GOAL:
Reproduce word for word the lines of the items below, starting at the line that contains "form [(241, 36)]." and ending at the line that contains "160), (260, 121)]", with both of those lines included.

Dataset rows showing where objects appear:
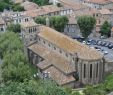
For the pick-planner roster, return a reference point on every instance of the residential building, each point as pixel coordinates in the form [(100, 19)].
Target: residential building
[(98, 4), (2, 25)]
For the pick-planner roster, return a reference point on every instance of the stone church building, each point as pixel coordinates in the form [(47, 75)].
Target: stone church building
[(61, 58)]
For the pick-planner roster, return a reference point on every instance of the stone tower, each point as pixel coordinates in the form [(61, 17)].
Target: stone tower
[(47, 22)]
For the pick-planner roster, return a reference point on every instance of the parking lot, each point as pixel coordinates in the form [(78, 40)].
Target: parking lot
[(104, 47)]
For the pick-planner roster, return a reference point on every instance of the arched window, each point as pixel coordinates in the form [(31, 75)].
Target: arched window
[(97, 70), (54, 48), (66, 55), (90, 70), (60, 51), (84, 70)]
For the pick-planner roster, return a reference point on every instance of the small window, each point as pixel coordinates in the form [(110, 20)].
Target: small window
[(60, 51), (66, 55), (49, 45), (84, 70), (90, 70), (2, 29), (44, 42), (39, 39), (54, 48)]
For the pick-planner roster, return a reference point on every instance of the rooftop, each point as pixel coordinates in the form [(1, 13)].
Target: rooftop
[(99, 1), (28, 24), (52, 58), (59, 77), (68, 44), (29, 5)]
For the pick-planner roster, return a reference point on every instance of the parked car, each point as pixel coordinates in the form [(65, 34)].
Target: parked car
[(103, 43), (110, 46), (105, 52), (99, 42)]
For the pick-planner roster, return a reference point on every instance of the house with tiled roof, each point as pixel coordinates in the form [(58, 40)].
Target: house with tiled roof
[(48, 10), (98, 4), (29, 5), (2, 25)]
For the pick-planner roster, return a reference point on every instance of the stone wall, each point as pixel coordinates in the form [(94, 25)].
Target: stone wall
[(90, 72)]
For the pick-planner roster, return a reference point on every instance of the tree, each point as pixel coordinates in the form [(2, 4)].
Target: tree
[(86, 25), (106, 29), (41, 20), (41, 2), (17, 7), (14, 27), (56, 22)]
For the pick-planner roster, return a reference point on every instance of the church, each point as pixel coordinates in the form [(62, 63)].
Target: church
[(60, 58)]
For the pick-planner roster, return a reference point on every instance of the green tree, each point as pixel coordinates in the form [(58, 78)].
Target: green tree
[(17, 7), (86, 25), (56, 22), (105, 28), (41, 20), (14, 27), (41, 2)]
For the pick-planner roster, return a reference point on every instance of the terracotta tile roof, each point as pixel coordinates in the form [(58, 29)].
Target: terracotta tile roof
[(17, 1), (2, 21), (29, 5), (68, 44), (28, 24), (99, 1), (59, 77), (52, 58), (42, 10), (72, 4), (50, 8), (44, 64), (105, 11)]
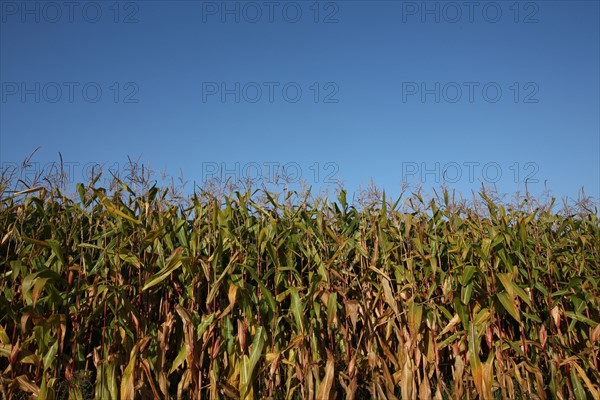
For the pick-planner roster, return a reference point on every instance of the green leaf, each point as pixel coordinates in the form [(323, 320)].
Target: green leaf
[(509, 305), (172, 263)]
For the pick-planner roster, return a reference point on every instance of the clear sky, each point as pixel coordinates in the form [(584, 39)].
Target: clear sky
[(473, 91)]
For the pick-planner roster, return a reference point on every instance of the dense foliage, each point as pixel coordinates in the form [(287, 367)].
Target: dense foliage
[(117, 294)]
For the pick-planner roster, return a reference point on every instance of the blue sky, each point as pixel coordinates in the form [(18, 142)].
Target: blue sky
[(393, 91)]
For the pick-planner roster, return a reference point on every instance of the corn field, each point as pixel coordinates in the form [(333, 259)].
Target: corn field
[(128, 294)]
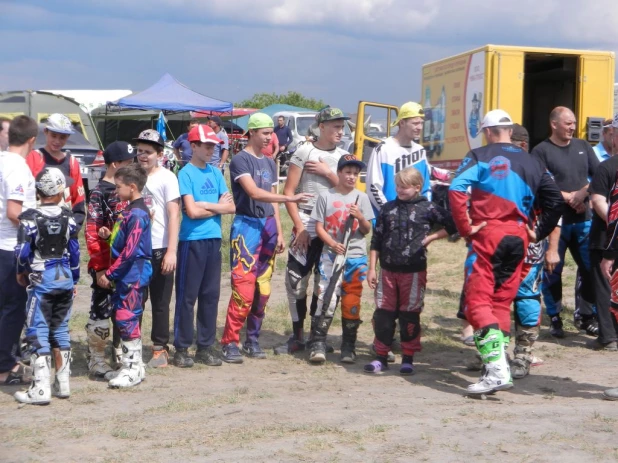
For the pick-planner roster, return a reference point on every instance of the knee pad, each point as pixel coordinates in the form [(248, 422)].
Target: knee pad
[(409, 325), (384, 326)]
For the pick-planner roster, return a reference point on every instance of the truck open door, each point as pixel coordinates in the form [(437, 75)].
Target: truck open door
[(367, 136), (594, 72)]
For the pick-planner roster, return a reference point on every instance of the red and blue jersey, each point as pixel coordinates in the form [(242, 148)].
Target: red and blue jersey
[(504, 182), (131, 244)]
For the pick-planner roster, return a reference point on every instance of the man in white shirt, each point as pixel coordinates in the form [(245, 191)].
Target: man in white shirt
[(162, 196), (17, 193)]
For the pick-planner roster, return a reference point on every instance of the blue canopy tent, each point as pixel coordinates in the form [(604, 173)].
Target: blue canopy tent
[(167, 95)]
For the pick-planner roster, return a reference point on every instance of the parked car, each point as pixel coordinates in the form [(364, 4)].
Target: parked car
[(91, 163)]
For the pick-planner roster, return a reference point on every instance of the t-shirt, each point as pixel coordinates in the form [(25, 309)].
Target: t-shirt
[(313, 183), (207, 185), (602, 184), (182, 144), (571, 166), (263, 171), (16, 183), (332, 209), (216, 157), (160, 189)]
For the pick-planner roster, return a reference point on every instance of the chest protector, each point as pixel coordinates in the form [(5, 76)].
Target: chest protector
[(52, 234)]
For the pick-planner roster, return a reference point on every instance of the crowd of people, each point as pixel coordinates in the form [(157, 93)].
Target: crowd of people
[(149, 233)]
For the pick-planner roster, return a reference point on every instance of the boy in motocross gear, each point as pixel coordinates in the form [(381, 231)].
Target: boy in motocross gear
[(313, 169), (130, 272), (504, 182), (398, 152), (402, 233), (104, 207), (57, 131), (48, 259)]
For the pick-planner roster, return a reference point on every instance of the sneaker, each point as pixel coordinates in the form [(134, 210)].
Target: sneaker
[(208, 356), (182, 359), (407, 366), (390, 358), (253, 350), (231, 354), (556, 327), (594, 344), (318, 352), (590, 326), (291, 346), (376, 367), (347, 354), (160, 357)]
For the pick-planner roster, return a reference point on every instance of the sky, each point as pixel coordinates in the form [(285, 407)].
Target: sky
[(340, 51)]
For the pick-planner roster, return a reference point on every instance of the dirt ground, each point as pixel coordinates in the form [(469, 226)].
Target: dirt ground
[(284, 409)]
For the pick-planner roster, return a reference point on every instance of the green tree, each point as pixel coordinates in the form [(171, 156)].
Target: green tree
[(261, 100)]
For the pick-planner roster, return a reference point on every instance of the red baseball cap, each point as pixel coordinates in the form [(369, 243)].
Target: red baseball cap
[(204, 134)]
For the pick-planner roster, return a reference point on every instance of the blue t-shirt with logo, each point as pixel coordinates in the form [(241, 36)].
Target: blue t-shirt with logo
[(263, 172), (206, 185)]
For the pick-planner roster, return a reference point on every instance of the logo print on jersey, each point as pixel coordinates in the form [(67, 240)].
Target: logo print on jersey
[(208, 188), (499, 167)]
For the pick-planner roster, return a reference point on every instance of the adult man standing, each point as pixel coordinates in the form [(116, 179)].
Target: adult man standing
[(182, 147), (284, 134), (572, 162), (57, 131), (4, 133), (222, 150), (600, 190), (313, 170), (504, 182), (398, 152), (17, 193), (603, 150)]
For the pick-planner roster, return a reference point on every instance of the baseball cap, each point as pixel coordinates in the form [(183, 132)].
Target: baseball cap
[(204, 134), (118, 151), (408, 110), (216, 119), (150, 136), (520, 133), (51, 181), (330, 114), (59, 123), (497, 118), (349, 160), (260, 121)]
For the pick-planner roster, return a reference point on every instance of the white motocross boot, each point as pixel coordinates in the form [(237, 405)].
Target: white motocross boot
[(97, 333), (39, 392), (132, 372), (61, 387), (496, 375)]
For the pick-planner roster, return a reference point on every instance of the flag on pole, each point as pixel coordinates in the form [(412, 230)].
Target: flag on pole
[(161, 126)]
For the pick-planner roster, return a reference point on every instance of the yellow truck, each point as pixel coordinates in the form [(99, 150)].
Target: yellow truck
[(526, 82)]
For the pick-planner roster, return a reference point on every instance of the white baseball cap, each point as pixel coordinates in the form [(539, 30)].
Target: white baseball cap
[(496, 118), (59, 123)]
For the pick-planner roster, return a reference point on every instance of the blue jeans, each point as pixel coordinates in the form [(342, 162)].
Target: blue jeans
[(573, 237), (12, 311), (50, 299)]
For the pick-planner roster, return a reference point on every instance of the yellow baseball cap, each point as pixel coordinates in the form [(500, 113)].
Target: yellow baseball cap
[(408, 110)]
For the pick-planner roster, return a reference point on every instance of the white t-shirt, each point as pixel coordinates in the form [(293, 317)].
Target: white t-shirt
[(160, 189), (16, 183), (313, 183)]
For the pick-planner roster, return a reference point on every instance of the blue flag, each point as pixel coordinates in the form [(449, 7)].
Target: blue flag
[(161, 126)]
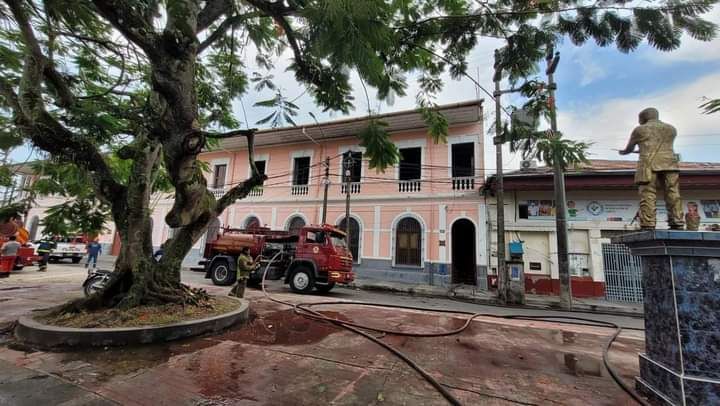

TASK RESULT:
For the pick-planner roster, return a reference point on every instance of the blue t-shirt with logo, each point as pixel coordinates in the form [(241, 36)].
Target: blue t-shirt with logo
[(263, 172), (206, 185)]
For the pick-planner roster, return a reference point on every instance of the logo print on jersey, each point as pixel coordinates in the form [(67, 240)].
Target: logo print on jersey
[(208, 188), (499, 167)]
For the pick-planner roster, return a reference point on every instance of the adult man standing, each point as pixel coordinates in the form [(116, 179)].
Target: adult man standing
[(182, 147), (284, 134), (572, 162), (57, 131), (4, 133), (222, 150), (600, 190), (313, 170), (504, 182), (398, 152), (17, 193), (603, 150)]
For the pick-planner roster, return a reference point on every instance of the baseball cap, each point as pixel coordinates in the form [(183, 132)].
Target: baseball cap
[(204, 134), (118, 151), (408, 110), (216, 119), (150, 136), (520, 133), (51, 181), (330, 114), (59, 123), (497, 118), (349, 160), (260, 121)]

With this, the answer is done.